▸ GOAL OF THE EXERCISE: Your answer must be every line of the data that contains "below".

▸ EXCERPTED RECORDS:
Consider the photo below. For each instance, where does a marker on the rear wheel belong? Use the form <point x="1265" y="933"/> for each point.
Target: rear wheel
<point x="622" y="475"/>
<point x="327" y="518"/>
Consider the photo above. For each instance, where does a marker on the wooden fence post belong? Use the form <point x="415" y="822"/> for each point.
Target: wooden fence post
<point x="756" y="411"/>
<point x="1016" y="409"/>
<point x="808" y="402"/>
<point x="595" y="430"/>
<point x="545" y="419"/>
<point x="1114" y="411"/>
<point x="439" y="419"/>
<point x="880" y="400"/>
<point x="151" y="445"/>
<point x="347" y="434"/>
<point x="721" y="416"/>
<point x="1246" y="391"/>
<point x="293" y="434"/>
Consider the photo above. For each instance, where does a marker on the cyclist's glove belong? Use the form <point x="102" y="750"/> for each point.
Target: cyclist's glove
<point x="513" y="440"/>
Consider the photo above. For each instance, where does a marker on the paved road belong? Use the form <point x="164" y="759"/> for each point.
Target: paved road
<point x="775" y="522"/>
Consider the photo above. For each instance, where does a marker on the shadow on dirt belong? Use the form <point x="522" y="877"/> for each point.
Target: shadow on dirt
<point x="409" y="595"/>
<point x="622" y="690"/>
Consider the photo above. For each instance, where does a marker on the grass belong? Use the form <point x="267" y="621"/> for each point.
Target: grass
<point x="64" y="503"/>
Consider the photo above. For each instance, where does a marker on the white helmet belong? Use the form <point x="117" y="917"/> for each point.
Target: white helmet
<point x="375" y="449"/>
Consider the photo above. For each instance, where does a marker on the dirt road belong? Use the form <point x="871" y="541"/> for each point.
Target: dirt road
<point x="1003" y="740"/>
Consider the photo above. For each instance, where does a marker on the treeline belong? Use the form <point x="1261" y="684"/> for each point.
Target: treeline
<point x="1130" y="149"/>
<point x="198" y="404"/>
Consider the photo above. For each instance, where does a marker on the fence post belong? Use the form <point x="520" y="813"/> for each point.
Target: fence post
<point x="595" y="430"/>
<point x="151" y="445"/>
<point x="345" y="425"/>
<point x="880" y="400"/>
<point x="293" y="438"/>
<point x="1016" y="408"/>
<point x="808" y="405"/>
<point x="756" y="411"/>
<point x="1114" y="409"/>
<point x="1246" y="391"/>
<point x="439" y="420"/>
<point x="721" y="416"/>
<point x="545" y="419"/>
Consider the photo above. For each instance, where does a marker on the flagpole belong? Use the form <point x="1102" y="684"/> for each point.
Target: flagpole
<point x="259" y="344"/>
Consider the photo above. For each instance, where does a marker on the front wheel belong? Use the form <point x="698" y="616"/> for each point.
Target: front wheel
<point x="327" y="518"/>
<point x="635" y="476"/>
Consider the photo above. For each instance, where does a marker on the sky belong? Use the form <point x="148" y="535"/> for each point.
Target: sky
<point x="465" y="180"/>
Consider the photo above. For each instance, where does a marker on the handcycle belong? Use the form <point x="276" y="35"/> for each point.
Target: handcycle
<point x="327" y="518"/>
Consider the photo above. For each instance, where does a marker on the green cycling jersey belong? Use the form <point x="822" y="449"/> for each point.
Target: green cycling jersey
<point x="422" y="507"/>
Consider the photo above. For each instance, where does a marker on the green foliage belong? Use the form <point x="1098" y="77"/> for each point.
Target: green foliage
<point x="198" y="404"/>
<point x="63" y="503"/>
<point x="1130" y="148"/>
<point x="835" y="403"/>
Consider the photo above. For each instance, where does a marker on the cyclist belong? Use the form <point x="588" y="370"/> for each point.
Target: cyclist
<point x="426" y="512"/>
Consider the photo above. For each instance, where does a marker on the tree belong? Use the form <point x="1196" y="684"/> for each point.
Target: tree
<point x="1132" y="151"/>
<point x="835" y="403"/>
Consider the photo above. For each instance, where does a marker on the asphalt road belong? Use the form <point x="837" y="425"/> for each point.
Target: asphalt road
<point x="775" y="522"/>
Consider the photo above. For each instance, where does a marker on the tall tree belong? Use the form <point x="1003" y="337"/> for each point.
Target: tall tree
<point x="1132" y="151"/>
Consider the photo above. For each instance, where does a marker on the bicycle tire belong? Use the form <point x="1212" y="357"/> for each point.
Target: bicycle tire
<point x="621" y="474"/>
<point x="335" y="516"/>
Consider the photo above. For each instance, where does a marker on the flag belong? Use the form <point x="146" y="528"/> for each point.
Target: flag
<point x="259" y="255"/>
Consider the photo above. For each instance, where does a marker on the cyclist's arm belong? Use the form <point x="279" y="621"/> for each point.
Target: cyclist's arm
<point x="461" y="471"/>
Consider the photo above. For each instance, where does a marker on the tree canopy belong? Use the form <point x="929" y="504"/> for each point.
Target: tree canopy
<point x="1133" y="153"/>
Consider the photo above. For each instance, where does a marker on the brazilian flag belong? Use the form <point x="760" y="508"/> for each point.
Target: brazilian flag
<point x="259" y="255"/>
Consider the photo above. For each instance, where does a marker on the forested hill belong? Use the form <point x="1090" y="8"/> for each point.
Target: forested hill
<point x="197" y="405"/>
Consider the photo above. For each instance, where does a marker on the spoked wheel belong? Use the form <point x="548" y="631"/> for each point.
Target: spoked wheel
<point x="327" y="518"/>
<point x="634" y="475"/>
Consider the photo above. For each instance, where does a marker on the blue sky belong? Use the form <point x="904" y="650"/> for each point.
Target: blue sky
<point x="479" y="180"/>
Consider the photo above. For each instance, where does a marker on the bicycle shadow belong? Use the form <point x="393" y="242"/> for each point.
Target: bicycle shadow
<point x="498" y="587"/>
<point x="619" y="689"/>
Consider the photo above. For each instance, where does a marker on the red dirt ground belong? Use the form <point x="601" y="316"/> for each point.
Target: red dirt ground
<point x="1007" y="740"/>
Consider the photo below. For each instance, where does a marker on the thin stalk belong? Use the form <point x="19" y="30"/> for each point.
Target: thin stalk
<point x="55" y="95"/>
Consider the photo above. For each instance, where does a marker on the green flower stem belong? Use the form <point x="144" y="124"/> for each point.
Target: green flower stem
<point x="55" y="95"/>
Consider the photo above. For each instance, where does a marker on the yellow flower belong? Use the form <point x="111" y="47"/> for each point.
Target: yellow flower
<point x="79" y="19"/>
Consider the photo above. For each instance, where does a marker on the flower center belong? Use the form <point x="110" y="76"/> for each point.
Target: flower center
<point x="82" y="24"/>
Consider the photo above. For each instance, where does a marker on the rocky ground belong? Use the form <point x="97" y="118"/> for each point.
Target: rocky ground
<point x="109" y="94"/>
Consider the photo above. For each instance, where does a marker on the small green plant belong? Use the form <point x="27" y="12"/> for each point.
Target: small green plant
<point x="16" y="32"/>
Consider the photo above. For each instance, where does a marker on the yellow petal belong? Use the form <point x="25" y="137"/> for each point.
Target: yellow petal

▸ SOLUTION FOR THIS EXERCISE:
Consider the photo below. For each instance, where does a marker on the rear wheel belong? Use the form <point x="1265" y="933"/> for each point.
Consider the photo below. For each instance, where does a marker on the thin stalk belong? Use the form <point x="19" y="30"/> for each point.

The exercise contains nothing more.